- EXERCISE DATA:
•••••
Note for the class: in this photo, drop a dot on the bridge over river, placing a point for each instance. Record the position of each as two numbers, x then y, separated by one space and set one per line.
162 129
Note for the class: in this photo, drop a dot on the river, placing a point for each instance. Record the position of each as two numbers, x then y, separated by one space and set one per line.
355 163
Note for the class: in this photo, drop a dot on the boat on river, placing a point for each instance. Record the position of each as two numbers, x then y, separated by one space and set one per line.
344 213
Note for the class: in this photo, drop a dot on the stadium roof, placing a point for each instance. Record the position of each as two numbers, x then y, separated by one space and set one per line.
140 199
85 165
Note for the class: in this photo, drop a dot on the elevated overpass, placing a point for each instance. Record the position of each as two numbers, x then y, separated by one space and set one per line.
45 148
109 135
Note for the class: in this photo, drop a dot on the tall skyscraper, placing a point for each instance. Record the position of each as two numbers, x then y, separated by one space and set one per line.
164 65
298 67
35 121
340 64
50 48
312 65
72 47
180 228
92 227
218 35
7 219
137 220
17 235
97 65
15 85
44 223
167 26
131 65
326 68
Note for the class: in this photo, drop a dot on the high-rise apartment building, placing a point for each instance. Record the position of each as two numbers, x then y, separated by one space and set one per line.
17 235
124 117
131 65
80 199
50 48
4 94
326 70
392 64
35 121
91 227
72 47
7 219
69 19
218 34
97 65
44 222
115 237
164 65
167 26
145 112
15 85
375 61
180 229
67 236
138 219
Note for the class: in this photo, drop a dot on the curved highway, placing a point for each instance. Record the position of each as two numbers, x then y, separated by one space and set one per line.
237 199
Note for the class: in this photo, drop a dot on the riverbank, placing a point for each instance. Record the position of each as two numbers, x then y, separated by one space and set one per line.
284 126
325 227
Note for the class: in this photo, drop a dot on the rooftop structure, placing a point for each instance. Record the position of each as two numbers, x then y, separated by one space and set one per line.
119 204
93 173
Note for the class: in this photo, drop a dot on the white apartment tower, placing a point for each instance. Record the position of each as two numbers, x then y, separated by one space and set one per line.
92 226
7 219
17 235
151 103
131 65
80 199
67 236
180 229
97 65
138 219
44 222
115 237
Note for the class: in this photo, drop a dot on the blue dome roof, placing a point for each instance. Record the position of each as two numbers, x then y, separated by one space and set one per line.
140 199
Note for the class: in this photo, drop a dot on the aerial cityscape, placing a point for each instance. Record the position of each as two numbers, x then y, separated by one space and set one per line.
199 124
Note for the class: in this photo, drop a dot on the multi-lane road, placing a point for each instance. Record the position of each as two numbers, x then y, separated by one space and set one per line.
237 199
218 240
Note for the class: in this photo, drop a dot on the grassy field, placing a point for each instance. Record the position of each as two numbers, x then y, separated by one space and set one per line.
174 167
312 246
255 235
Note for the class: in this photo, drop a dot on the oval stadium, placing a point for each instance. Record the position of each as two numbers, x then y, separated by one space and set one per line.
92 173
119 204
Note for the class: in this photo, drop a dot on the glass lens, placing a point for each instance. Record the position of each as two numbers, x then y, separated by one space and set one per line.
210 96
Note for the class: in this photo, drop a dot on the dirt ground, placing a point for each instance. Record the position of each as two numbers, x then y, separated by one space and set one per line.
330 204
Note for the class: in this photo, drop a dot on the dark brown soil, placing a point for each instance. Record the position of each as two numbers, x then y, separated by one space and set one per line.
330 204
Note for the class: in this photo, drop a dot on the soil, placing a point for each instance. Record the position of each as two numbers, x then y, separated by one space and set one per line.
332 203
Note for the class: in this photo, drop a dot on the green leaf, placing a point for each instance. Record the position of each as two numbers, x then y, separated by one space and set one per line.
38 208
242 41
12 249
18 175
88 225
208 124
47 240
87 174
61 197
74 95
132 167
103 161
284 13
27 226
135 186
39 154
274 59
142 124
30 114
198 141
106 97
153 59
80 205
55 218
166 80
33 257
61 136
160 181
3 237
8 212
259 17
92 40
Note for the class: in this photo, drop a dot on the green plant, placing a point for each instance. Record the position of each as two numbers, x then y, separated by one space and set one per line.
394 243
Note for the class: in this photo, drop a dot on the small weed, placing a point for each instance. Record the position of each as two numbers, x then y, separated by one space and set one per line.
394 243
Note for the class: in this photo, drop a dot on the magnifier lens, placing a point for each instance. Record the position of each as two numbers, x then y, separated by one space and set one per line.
•••••
- YOUR INSTRUCTIONS: Copy every item above word for word, in the same order, with no line left out or changed.

- RESULT OF THE EXERCISE:
Note for the class: in this photo, drop a dot on the bridge over river, placing a point for each instance. Record the position of each as two numbers, x then y, separated by one space and set one per line.
162 129
Note for the class: in this photo, drop a dot on the river, placing a point for each instance. Record the position of each as two numbers, x then y, separated by one space and set one per line.
355 163
Note for the class: in this photo, drop a dot on the boat on river, placing a point for each instance. Record the position of each as two numbers, x then y, separated by one space and set one per line.
344 213
Note for the class: in this photo, drop a dot on the stadium roof, placing a point for each instance. Record the position of each as two numbers, x then y, separated by one space and set one per line.
140 199
85 165
Note for the class: in this photo, drop a dot on the elevated overpass, placing a point for each instance. Record the position of each as two numbers, x then y, separated by one space and set one per line.
45 148
109 135
Note for the class: in this photo, drop a dot on the tall skyscraper, placing a point for each instance. Record the position of each as two numbers, x then y, separated by one space and set one per line.
164 65
298 67
35 121
340 64
50 48
312 65
72 47
180 228
92 227
218 35
7 219
137 220
17 235
97 65
15 85
44 223
167 26
131 65
326 68
Note for the class: in this photo, drop a dot on the high-rise apartment building, placing a point for each instance. Record the position of each as two numbers, x then y, separated by one space and set one per line.
17 235
124 117
131 65
80 199
50 48
4 94
326 70
392 64
35 121
91 227
72 47
7 219
69 19
218 34
97 65
44 222
115 237
164 65
167 26
145 112
15 85
375 61
180 229
67 236
138 219
Note for the class: in this photo, drop a dot on the curved highway, placing a point for each instance. Record the position of each as two numbers, x then y, separated by one space and set one per line.
237 199
Note for the class: in this photo, drop a dot on the riverbank, placing a point for each instance. Record the position of each as two numbers, x then y, separated by one space and set one per line.
284 126
325 227
Note for the class: in this photo, drop a dot on the rooftop structure, placing a point for each instance. Record the position of each as two numbers, x then y, separated by one space and set one per line.
119 204
93 173
Note for the class: in this photo, drop a dot on the white apartment tower, placing a point for each instance. Record the position of each as two numbers, x then y, separated by one space and set one per line.
92 226
7 219
17 235
151 103
131 65
80 199
67 236
180 229
97 65
138 219
44 222
115 237
Note for the class: in this photo, drop a dot on the blue dome roof, placing a point for each instance. Record the position of each as two numbers, x then y, separated by one space and set one per line.
140 199
Note for the class: in this photo, drop a dot on the aerial cityscape, placing a point for each instance. Record the position of each as two numbers, x then y, separated by one space and set one per line.
199 124
Note for the class: in this photo, drop a dot on the multi-lane road, placing a point for each instance. Record the position of each as two numbers, x then y, separated by one space and set one per line.
237 199
218 240
Note for the class: in this photo, drop a dot on the grassy field, placing a point for each instance. Record the position of each as two numbers, x then y, separated by one space and set one per line.
174 167
312 246
255 235
Note for the class: in this photo, drop a dot on the oval stadium, placing a point for each instance. Record the position of each as two numbers, x then y, separated by one space and set one per line.
92 173
119 204
Note for the class: in this photo, drop a dot on the glass lens, placing a point for each instance. Record the position of each as two numbers, x then y, separated by one space and set one per line.
210 96
Note for the class: in this photo, drop a dot on the dirt ground, placing a point for each instance. Record the position of each as two numbers, x then y, separated by one space and set one per line.
330 204
Note for the class: in this photo, drop a dot on the dark brown soil, placing a point for each instance. Record the position of each as two numbers, x then y, separated by one space and set one per line.
330 204
Note for the class: in this photo, drop a dot on the soil, placing a point for each instance. Record the position of each as two numbers, x then y, separated by one space and set one per line.
332 203
Note for the class: in this photo, drop a dot on the green leaf, placing a point for each instance. Record the position of each as two numbers, x then y, separated by one space and set one per line.
38 208
242 41
12 249
18 175
88 225
208 124
47 240
87 174
61 197
74 95
132 167
103 161
284 13
27 226
135 186
39 154
274 59
142 124
30 114
198 141
106 97
153 59
80 205
55 218
166 80
33 257
61 136
160 181
3 237
8 212
259 17
92 40
Note for the class: in this photo, drop a dot on the green plant, placing a point for each instance. Record the position of each as two numbers, x then y, separated by one space and set one per line.
394 243
Note for the class: in this photo, drop a dot on the small weed, placing a point for each instance. Record the position of each as two numbers, x then y, separated by one space and set one per line.
394 243
Note for the class: in this photo, drop a dot on the magnifier lens, placing a point for each instance. Record the position of each as two numbers, x then y, separated by one space and set one per line.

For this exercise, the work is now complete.